> _EXERCISE DIRECTIONS_:
Look for the line containing "for the hood" in the records below. Then output it and all the lines that follow, exactly and without any others.

(Beginning of RECORDS TO PROCESS)

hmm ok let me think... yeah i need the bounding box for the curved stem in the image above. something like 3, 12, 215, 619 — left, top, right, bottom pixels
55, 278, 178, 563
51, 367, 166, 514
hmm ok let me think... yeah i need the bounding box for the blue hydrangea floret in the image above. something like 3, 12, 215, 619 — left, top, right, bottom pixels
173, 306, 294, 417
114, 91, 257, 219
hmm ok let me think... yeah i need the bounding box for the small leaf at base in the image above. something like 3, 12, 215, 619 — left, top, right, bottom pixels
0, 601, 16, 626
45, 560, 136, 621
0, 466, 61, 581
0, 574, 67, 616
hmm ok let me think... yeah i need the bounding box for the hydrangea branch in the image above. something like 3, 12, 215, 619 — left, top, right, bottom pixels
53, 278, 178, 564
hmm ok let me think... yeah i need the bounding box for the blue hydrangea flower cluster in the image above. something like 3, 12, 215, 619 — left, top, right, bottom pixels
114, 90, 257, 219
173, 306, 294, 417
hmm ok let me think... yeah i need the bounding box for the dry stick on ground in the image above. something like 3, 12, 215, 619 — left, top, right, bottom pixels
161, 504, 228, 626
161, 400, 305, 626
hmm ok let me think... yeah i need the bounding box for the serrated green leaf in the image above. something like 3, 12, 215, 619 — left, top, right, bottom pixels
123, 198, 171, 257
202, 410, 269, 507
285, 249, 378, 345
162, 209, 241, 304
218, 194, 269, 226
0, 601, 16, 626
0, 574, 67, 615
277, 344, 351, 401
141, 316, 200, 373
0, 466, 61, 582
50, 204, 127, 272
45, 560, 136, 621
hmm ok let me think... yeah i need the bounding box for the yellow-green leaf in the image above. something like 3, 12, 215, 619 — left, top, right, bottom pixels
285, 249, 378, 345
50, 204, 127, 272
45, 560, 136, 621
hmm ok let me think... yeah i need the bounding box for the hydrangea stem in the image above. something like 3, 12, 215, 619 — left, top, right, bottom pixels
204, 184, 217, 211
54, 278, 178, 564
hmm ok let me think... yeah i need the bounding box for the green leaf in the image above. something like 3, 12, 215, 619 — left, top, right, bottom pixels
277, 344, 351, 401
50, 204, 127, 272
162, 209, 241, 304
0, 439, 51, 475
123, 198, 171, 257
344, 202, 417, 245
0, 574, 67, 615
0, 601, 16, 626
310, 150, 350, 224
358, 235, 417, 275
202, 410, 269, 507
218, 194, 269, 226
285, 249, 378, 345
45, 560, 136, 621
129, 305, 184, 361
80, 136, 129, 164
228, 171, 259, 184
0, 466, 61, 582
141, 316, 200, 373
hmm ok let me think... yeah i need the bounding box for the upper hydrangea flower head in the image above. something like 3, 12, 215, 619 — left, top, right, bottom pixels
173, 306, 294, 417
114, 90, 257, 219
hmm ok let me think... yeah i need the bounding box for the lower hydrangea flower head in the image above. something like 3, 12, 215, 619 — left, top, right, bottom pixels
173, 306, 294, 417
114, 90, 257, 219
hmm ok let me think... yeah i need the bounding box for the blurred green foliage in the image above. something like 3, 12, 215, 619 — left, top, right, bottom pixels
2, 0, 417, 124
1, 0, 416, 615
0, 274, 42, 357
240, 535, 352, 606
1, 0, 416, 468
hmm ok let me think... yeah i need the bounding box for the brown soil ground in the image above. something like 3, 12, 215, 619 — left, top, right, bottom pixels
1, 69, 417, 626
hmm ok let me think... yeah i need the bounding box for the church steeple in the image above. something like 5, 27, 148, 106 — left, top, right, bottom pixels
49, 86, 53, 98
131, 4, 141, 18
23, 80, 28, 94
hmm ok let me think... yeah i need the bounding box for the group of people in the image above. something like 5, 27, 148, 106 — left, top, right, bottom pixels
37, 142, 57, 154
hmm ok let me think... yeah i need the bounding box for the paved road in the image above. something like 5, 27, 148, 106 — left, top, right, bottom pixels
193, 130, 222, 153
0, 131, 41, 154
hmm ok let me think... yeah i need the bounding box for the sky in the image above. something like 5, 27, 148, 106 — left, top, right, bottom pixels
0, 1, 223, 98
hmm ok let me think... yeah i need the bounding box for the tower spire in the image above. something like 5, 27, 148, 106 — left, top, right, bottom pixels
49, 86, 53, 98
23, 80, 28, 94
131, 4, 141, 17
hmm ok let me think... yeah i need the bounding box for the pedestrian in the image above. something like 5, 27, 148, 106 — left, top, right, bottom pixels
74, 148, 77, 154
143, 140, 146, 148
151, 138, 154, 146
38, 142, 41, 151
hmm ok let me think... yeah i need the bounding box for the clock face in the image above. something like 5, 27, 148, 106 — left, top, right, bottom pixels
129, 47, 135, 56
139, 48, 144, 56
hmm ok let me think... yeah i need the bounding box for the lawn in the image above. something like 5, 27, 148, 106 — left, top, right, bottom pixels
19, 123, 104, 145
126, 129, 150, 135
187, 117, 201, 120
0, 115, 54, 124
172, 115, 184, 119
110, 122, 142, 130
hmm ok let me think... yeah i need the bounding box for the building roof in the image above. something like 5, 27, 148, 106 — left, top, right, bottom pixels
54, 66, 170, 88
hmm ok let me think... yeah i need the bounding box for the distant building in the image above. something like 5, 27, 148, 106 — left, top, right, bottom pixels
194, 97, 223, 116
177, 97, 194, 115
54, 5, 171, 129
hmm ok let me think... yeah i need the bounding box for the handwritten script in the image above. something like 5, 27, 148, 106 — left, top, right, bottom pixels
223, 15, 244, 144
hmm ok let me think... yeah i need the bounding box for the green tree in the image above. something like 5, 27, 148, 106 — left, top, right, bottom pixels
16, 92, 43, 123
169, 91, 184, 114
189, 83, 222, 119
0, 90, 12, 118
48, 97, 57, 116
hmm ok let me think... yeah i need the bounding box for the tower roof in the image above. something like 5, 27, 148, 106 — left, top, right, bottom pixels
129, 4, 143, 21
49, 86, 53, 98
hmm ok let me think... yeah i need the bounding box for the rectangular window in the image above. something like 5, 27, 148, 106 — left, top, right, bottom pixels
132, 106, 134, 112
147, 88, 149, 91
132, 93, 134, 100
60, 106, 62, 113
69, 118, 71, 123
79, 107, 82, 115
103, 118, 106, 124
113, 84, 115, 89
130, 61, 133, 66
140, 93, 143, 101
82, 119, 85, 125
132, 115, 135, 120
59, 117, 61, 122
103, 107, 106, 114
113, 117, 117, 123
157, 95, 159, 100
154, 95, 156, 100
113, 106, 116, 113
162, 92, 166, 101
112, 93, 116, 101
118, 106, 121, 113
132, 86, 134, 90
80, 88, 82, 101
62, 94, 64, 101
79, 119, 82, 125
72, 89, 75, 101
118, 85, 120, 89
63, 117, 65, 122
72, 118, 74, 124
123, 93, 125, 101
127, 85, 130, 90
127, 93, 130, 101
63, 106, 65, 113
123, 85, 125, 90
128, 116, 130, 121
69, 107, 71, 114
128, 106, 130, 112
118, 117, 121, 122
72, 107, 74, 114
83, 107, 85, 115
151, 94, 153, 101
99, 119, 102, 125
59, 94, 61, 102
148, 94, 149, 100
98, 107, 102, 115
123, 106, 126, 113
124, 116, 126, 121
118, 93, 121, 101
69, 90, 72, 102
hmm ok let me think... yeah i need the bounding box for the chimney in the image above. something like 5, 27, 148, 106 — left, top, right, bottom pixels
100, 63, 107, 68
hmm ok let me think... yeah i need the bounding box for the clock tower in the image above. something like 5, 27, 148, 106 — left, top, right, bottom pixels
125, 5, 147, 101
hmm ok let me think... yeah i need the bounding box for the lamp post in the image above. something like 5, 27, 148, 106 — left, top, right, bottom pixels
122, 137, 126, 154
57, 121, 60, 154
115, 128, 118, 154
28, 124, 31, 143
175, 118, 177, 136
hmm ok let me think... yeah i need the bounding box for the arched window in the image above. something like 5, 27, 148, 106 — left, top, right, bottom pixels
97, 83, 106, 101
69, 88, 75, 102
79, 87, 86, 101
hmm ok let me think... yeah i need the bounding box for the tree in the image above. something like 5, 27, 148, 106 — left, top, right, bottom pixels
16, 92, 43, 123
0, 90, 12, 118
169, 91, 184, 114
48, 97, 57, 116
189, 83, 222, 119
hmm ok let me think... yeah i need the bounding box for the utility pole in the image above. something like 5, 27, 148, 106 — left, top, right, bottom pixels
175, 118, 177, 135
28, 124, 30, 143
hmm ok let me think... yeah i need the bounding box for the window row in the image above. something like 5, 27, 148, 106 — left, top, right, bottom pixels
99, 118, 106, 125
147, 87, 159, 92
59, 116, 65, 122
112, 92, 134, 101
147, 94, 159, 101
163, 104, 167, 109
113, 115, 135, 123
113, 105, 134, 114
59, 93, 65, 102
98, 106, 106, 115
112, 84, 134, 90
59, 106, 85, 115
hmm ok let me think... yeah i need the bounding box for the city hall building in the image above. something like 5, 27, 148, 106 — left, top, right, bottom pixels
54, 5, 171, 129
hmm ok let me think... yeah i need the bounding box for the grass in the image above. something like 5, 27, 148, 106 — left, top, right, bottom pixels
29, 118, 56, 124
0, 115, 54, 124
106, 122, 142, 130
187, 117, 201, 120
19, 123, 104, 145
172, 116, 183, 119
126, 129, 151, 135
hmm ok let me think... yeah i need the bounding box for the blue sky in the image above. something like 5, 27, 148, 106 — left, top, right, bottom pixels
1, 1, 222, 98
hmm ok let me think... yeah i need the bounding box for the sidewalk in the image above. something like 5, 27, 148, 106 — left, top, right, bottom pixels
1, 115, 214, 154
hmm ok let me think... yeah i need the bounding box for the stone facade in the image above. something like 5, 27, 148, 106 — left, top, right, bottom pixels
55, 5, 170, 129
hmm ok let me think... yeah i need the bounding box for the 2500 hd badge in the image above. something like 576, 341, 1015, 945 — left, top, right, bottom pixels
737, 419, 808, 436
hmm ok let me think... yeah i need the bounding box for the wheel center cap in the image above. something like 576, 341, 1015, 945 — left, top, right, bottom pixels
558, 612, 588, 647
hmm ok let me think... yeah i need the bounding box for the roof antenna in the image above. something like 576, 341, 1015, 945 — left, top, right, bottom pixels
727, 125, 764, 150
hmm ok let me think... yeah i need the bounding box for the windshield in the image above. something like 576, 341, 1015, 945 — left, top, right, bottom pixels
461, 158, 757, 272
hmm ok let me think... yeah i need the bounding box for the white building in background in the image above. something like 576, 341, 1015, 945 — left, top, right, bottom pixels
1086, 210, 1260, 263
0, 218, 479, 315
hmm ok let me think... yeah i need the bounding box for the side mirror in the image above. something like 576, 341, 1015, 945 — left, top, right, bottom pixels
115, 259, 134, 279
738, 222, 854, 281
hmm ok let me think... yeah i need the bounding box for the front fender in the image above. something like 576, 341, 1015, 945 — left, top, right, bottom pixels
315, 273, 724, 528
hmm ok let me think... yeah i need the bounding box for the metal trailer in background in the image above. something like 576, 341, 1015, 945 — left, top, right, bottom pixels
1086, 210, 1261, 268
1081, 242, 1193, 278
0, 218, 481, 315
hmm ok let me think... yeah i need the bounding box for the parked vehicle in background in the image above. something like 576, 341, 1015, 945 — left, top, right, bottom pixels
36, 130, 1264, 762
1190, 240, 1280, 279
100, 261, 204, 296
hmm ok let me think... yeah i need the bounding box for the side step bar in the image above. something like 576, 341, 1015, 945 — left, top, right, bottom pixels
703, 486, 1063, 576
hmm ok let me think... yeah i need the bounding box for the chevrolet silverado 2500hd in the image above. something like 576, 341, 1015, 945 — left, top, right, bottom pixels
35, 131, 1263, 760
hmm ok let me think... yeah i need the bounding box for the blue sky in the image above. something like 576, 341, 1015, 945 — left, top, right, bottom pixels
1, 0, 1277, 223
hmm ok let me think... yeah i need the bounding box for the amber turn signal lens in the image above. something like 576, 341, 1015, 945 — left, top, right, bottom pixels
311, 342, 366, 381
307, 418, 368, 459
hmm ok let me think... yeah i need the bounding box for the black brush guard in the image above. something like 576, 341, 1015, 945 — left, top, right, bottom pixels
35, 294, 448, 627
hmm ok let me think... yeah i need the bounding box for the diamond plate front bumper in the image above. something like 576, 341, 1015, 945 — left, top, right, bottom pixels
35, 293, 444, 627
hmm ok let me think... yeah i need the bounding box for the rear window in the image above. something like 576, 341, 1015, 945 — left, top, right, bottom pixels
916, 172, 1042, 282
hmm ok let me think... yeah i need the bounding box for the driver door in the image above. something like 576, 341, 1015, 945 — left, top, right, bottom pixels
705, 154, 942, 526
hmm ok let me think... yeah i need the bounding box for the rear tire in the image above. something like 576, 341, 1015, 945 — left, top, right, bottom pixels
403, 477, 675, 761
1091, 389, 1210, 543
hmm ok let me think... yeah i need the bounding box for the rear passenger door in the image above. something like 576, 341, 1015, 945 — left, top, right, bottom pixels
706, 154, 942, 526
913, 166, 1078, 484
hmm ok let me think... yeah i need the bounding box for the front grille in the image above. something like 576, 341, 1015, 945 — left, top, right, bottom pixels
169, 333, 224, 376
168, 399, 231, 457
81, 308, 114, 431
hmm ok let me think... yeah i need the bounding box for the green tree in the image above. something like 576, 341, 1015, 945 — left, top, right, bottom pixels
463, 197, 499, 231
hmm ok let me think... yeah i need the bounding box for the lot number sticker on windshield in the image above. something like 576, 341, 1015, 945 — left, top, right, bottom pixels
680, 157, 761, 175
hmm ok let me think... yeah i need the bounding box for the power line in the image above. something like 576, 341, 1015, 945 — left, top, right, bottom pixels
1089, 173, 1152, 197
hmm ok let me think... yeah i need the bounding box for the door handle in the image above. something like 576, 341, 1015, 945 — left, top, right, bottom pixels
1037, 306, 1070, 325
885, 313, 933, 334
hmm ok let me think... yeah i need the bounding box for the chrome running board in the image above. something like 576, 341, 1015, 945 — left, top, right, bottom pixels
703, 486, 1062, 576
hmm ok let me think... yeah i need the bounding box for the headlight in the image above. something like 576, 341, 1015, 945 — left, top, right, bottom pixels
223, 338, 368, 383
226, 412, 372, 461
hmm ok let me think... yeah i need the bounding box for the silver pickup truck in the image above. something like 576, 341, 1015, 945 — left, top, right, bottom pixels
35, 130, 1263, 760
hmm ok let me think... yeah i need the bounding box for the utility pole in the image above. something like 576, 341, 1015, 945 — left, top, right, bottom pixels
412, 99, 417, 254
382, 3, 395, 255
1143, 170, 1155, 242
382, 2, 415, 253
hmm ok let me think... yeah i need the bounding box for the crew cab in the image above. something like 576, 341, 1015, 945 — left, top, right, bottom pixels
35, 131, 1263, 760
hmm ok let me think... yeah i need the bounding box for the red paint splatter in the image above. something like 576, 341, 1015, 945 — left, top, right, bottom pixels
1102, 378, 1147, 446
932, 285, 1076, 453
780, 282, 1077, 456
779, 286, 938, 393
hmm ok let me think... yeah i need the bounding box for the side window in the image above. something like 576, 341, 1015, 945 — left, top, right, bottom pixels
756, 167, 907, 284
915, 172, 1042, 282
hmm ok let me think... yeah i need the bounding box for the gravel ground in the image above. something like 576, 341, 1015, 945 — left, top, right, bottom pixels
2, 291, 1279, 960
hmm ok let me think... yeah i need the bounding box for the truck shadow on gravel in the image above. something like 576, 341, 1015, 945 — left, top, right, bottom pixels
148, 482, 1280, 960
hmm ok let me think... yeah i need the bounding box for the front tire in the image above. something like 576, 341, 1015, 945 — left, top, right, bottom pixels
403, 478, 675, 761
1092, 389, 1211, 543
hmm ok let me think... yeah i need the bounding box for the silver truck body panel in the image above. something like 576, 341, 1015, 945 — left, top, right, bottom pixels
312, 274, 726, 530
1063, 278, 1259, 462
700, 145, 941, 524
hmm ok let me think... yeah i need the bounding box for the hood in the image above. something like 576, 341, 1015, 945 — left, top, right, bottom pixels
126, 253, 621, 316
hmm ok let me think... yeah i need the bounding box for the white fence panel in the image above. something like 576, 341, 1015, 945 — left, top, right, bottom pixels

(End of RECORDS TO PROCESS)

> _REPLY TO THE TASK_:
hmm ok let me think... yeah i need the bounding box for the hood in the image above. something like 576, 341, 1015, 945 — left, top, right, bottom pixels
126, 253, 621, 316
hmm ok let me think... yeah i need the bounding box for the white fence panel in the image above. something like 576, 341, 1015, 945 — left, top, right, bottom pixels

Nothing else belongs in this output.